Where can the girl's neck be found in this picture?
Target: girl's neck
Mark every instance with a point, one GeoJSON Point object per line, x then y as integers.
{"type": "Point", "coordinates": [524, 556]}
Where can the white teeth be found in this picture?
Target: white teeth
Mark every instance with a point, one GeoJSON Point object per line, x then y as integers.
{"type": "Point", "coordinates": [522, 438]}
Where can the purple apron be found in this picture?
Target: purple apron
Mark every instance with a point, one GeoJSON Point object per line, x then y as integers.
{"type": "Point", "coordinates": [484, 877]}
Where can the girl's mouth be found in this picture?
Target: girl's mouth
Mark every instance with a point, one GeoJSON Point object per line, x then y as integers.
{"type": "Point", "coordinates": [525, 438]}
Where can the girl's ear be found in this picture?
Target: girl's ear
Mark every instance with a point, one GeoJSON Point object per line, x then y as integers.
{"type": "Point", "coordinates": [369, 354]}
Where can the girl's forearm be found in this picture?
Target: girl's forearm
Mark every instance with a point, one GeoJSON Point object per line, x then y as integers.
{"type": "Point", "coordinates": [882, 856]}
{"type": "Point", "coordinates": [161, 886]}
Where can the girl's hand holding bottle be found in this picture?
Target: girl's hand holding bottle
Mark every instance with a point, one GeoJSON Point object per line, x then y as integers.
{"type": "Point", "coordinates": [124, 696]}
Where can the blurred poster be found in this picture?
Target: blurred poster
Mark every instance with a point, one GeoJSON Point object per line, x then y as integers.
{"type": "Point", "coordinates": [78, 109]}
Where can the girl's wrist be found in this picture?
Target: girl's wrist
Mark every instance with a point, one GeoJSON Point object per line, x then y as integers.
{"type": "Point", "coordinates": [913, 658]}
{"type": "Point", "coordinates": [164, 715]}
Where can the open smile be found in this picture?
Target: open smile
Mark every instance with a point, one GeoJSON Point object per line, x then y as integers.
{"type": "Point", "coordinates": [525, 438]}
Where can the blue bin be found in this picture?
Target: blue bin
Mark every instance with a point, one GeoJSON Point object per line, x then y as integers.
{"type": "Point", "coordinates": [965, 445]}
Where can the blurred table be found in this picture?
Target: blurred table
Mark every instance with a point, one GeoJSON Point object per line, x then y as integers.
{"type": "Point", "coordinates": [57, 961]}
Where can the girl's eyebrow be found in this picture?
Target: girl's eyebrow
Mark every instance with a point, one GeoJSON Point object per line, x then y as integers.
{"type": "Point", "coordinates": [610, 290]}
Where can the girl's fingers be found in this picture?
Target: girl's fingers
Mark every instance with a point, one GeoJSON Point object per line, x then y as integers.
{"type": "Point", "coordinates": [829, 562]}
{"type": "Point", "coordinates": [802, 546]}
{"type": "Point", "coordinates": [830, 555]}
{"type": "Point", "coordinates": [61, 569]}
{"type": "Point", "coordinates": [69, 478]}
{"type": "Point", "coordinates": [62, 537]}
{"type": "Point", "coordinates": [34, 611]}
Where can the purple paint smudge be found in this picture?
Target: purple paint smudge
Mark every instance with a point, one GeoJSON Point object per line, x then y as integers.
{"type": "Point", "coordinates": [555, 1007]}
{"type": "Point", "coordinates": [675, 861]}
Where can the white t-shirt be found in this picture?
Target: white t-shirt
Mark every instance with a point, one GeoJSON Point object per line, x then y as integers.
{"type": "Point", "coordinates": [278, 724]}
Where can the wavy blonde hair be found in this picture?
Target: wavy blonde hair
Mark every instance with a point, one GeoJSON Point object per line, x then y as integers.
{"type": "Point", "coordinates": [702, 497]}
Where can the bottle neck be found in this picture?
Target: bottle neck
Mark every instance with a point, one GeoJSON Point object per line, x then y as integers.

++++++++++++++++++++

Report every line of the data above that contains the string "neck" by copying it in full.

Where can the girl's neck be found in this picture?
Target: girl's neck
Where can the bottle neck be found in this picture?
Target: bottle neck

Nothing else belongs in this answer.